**STATED TASK:** Omit the images, then output each of the records below exactly.

>> Begin PROVIDED ENTRIES

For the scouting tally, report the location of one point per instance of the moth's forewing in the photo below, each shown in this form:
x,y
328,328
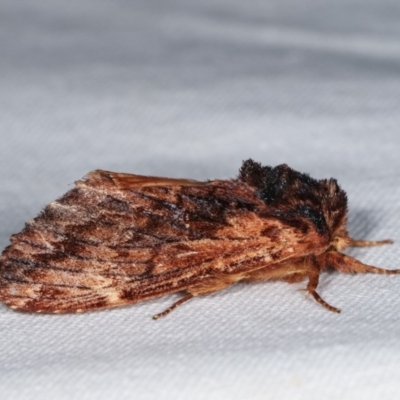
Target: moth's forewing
x,y
117,239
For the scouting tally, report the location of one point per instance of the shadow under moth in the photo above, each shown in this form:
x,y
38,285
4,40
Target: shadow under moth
x,y
117,239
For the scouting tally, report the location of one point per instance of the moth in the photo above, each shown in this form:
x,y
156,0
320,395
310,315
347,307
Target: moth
x,y
117,239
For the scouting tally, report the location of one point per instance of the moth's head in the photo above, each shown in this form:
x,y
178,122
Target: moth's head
x,y
293,195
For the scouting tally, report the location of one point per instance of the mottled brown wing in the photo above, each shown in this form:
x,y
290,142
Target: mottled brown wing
x,y
117,239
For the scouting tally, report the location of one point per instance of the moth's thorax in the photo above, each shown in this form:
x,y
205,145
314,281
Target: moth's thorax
x,y
297,197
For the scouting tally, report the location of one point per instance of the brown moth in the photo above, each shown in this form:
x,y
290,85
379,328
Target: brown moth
x,y
117,239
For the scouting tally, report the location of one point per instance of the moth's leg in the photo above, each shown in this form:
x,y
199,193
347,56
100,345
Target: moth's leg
x,y
173,306
313,276
209,286
368,243
346,264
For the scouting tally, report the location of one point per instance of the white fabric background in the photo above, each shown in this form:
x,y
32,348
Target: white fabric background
x,y
191,89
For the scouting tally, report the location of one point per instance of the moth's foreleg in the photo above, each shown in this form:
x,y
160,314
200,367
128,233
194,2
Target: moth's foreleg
x,y
173,306
369,243
346,264
313,276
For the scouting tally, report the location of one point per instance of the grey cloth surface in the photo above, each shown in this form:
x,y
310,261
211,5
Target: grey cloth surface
x,y
190,89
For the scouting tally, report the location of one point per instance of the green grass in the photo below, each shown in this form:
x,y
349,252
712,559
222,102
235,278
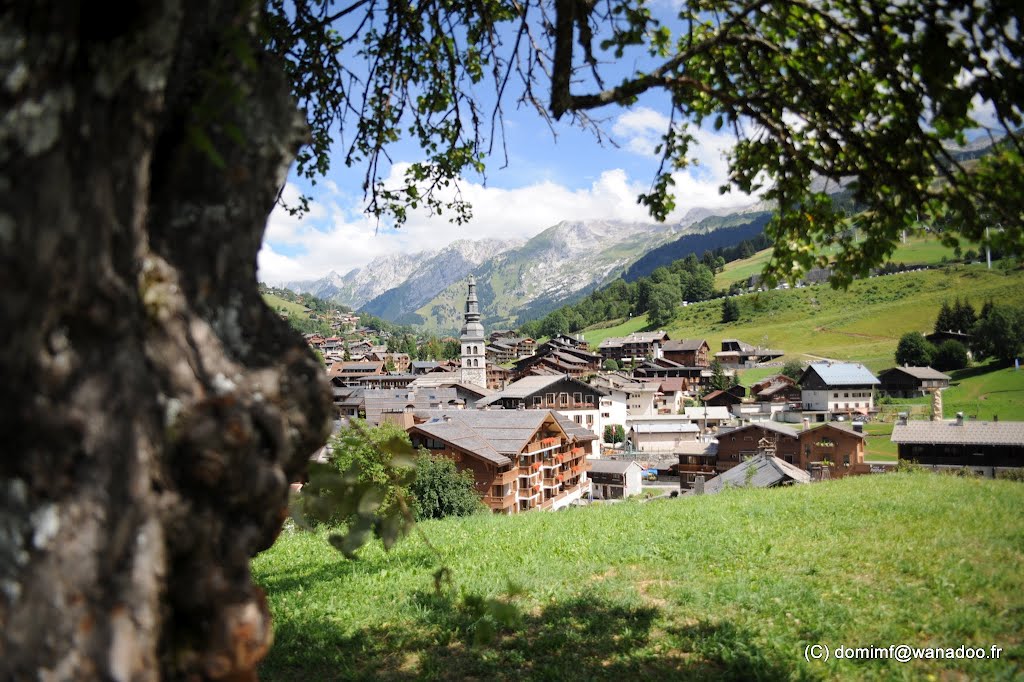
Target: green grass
x,y
862,324
595,335
879,445
723,587
276,302
920,250
984,393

>> End PROVIDED ENTRIES

**ANSWER TO THIS PROBLEM:**
For the scouting tally, report the location of one point per instance of the moth's forewing in the photo below, each shown in this form:
x,y
328,328
Target: moth's forewing
x,y
117,239
For the scouting tally, report the location of one point per instance of the shadow under moth in the photo above, each shown in this form:
x,y
38,285
4,40
Target: shadow under moth
x,y
117,239
For the scouting tally, report the location of one point per instance of the moth in the photo above, each shown in this form:
x,y
156,0
320,395
310,315
347,307
Target: moth
x,y
117,239
For the scouting tally, report the location of one point per instance of the moth's head in the photo above, each shown in this form:
x,y
178,122
Target: moth's head
x,y
293,195
For the scouting tally, report the location of one point per instance of the mottled brown wing in the photo above, each shown in this form:
x,y
290,142
Target: mottled brown wing
x,y
117,239
For the scouting tally, report the location of one point per instance of the moth's thorax in the photo above, each shown in this form:
x,y
205,145
314,281
Target: moth's thorax
x,y
297,197
For the scouting tally, report the location of one point per instance of the brown moth in the photo above, each shown in this form:
x,y
290,85
379,328
Target: brown moth
x,y
117,239
For the scouting tally, report the location of one point per instance of the moth's leg in the photo above, each shown in this form:
x,y
199,193
347,56
100,345
Target: moth's leg
x,y
173,306
313,276
209,286
368,243
346,264
For the scouting tally, report the location of one point per instance of the white fabric background in the photo above, each shown in this form:
x,y
32,348
Target: white fabric background
x,y
191,89
For the scouting tally, report the location of one point per instance of the moth's foreleg in the photo above, each shown in this form:
x,y
160,314
200,367
128,233
194,2
Target: moth's foreleg
x,y
173,306
369,243
346,264
313,276
For the scouting tally, report the location of one point per instance of the grey cloth surface in the photo above, each shown in this form:
x,y
310,261
211,5
Target: grey cloth surface
x,y
190,89
For the scouting tally, report the location of one point per instance of the green grass in the photo below, each shown in this form:
x,y
349,252
712,559
222,102
235,278
Target: green grass
x,y
862,324
595,335
879,445
723,587
276,302
920,250
984,393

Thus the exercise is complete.